→ Short problem
Copy each of the following items word for word, leaving out the pictures.
^^^^
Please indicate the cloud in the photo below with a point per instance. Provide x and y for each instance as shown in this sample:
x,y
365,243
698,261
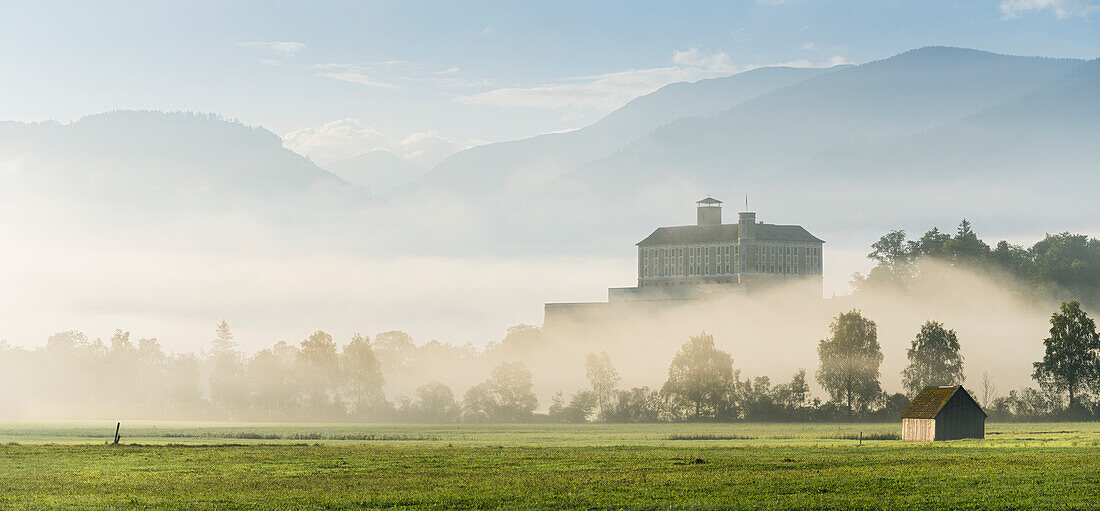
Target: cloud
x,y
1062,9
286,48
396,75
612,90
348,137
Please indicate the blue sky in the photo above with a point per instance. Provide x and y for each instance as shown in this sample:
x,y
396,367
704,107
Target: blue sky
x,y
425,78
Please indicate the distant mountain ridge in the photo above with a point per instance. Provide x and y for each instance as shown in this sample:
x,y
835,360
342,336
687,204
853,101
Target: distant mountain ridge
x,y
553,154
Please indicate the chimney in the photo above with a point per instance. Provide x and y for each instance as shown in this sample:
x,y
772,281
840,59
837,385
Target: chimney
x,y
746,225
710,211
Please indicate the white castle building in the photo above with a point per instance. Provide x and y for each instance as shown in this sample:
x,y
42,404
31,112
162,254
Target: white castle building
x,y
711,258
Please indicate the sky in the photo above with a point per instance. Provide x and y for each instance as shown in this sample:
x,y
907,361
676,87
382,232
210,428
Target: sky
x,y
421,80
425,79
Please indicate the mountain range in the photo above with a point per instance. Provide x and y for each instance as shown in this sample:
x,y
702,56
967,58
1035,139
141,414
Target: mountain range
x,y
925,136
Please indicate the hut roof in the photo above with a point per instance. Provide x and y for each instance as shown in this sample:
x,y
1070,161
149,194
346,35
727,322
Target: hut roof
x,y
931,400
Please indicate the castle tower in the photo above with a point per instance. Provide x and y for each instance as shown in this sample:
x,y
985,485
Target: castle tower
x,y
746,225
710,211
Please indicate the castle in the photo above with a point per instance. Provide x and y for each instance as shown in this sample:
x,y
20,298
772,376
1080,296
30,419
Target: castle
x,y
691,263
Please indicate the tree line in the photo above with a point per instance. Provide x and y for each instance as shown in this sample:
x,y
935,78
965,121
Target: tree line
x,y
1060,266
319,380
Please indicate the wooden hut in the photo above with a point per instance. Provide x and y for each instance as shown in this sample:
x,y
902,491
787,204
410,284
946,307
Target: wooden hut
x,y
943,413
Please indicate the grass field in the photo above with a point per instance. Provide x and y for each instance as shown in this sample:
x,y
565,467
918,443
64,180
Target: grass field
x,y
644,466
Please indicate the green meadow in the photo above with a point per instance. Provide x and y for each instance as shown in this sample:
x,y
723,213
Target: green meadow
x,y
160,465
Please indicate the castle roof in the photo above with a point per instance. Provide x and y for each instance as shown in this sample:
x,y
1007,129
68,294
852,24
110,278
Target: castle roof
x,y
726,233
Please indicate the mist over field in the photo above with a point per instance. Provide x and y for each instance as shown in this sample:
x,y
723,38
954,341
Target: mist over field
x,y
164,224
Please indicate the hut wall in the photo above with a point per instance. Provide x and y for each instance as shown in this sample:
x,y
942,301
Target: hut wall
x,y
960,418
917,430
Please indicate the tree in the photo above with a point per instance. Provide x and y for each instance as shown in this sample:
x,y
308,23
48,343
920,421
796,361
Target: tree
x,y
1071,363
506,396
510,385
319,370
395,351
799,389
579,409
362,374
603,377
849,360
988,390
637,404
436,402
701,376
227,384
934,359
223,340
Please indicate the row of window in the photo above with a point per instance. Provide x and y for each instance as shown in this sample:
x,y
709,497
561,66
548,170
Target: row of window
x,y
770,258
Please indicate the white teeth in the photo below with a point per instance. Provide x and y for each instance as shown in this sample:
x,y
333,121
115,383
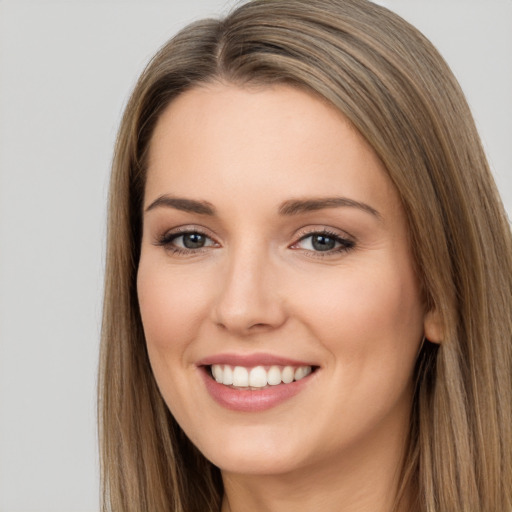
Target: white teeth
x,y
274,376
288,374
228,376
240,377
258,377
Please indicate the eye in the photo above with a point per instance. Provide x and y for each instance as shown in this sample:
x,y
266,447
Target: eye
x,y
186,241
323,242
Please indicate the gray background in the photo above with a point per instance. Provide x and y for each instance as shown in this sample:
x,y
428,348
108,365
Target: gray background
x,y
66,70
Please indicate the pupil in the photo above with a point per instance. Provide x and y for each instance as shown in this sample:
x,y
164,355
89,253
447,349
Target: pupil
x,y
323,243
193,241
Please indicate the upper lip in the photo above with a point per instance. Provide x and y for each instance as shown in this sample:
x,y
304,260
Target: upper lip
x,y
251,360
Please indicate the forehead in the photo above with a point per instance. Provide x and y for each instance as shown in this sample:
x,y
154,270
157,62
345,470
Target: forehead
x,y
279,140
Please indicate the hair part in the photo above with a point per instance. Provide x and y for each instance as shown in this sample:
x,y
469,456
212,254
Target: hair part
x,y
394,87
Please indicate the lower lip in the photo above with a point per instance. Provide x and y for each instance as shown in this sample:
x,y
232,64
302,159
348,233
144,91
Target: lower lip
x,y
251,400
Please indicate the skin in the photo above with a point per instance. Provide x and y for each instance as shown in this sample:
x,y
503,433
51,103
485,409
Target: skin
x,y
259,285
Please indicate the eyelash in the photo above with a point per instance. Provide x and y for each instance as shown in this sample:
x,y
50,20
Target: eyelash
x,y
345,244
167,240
^^^^
→ Result for this task
Please indicate the cloud in the photo below with a point per instance. Provide x and y for each instance as shown in this sample:
x,y
365,243
698,261
Target: cloud
x,y
1062,9
286,48
396,75
612,90
348,137
Please indicate the blue sky in the photo above with a point per instance. Provide x and y for each instance as shown in this sample:
x,y
396,367
704,107
Target: blue sky
x,y
425,78
Please indicate the distant mountain ridge in the photo above with a point per instance. Provide x and y for each instance as shown in this sample:
x,y
835,360
342,336
687,204
853,101
Target: distant mountain ridge
x,y
553,154
Please indicate the chimney in the photo above with a point per instance. Provide x and y for each instance as shown in this sample:
x,y
772,281
840,59
837,385
Target: chimney
x,y
746,225
710,211
Please indicate the white castle building in the photo above with a point per instance. Provide x and y for each instance as shown in this sample:
x,y
42,404
31,112
162,254
Target: white castle building
x,y
711,258
Please indicate the sky in the photo above with a point per instance. Provide x and y for each instance as shown in this sample:
x,y
907,361
676,87
382,232
210,428
Target: sky
x,y
421,80
425,79
Please indicate the mountain range in the photo above with a point per instance. Provide x and y for each instance as shown in this sample:
x,y
702,56
967,58
1035,139
141,414
Target: mountain range
x,y
925,136
Please indicate the hut roof in the photo above with a point per instance. Provide x and y for each instance as shown in this sample:
x,y
1070,161
149,194
346,35
727,322
Target: hut roof
x,y
931,400
Please indicate the castle tower in the photo above with a point per instance. Provide x and y for each instance as shown in this sample:
x,y
985,485
Target: castle tower
x,y
746,225
710,211
Please indicate the castle in the photo above with a point per instance. Provide x and y for each instance as shown in this sample:
x,y
20,298
772,376
1080,296
30,419
Target: castle
x,y
691,263
Please indicate the tree line in the photo above with a point per instance. Provide x and y for each instance as shown in this sample:
x,y
935,78
965,121
Target: tree line
x,y
1060,266
319,380
Please indicate the wooden hut in the photo above with a point per instance. Provide x and y for each instance as shown in this sample:
x,y
902,491
787,204
410,284
946,307
Target: wooden hut
x,y
943,413
Please indicate the grass field in the photo above with a point per instance. Provide x and y for each instance as shown in this sample:
x,y
565,467
918,443
64,180
Target: grass field
x,y
644,466
Please indicate the green meadow in the photo above with a point per instance. Provide x and y for each instance as shown in this sample:
x,y
723,213
Target: green meadow
x,y
160,465
Please indicate the castle roof in the photo above with a point per instance. Provide x and y for each instance as shown in this sample:
x,y
1007,129
68,294
852,24
110,278
Target: castle roof
x,y
726,233
Please indicate the mist over field in the photo above with a point per instance. Provide x and y for each instance as shown in this sample:
x,y
723,38
954,341
Target: mist over field
x,y
164,224
Please indicate the hut wall in the photo above with a point per instance. Provide x and y for each instance as shown in this sample:
x,y
942,301
Target: hut wall
x,y
960,418
917,430
Please indicate the tree in the photo above with a point per instance. Provide x and y for each instance as shown in this sample:
x,y
308,23
48,343
920,421
796,361
Target: tree
x,y
1071,363
506,396
510,385
319,370
395,351
799,389
579,409
362,374
603,377
849,360
988,390
637,404
436,402
701,376
227,384
934,359
223,340
Please indicate the row of window in the photo above with a point per instance. Provide x and y for each instance as shown in this sample:
x,y
709,497
561,66
548,170
Target: row of window
x,y
770,258
Please indicate the white teeth in the photo below with a point per instance. Provide x and y for each instance as shown in this sample:
x,y
333,121
115,383
Target: white teeth
x,y
274,376
288,374
228,376
240,377
258,377
Please indicate the eye in the photo above with a point per instance. Provide x and y for each instance as shown in this sample:
x,y
266,447
Target: eye
x,y
186,241
323,242
Please indicate the gray background in the photo above with a point per instance. Provide x and y for each instance as shown in this sample:
x,y
428,348
108,365
Target: gray background
x,y
66,70
Please indicate the pupil in the photo above with a point per instance. Provide x and y for each instance as shown in this sample:
x,y
164,355
89,253
447,349
Target: pupil
x,y
323,243
193,241
Please indicate the upper lip in the photo above with a point per instance. Provide x and y for each instance as shown in this sample:
x,y
304,260
Target: upper lip
x,y
251,360
Please indicate the forehead in the photo above with a point per instance. Provide x and y for each instance as shown in this sample:
x,y
154,270
157,62
345,470
Target: forehead
x,y
279,140
Please indicate the hair part in the photo above with a point per instance. Provide x and y for each instance as shown in this sample:
x,y
469,456
212,254
Target: hair part
x,y
394,87
Please indicate the lower lip in the photo above with a point per instance. Provide x and y for each instance as shown in this sample:
x,y
232,64
302,159
348,233
144,91
Target: lower lip
x,y
251,400
Please indicate the skin in the photo above with a point per instance. Provide x and y for each instance as shown in this sample:
x,y
503,433
51,103
485,409
Target: skin
x,y
259,285
Please indicate the eyelash in the photo above with a point per instance. Provide x and y for each instance as shown in this sample:
x,y
50,20
Target: eyelash
x,y
345,244
167,240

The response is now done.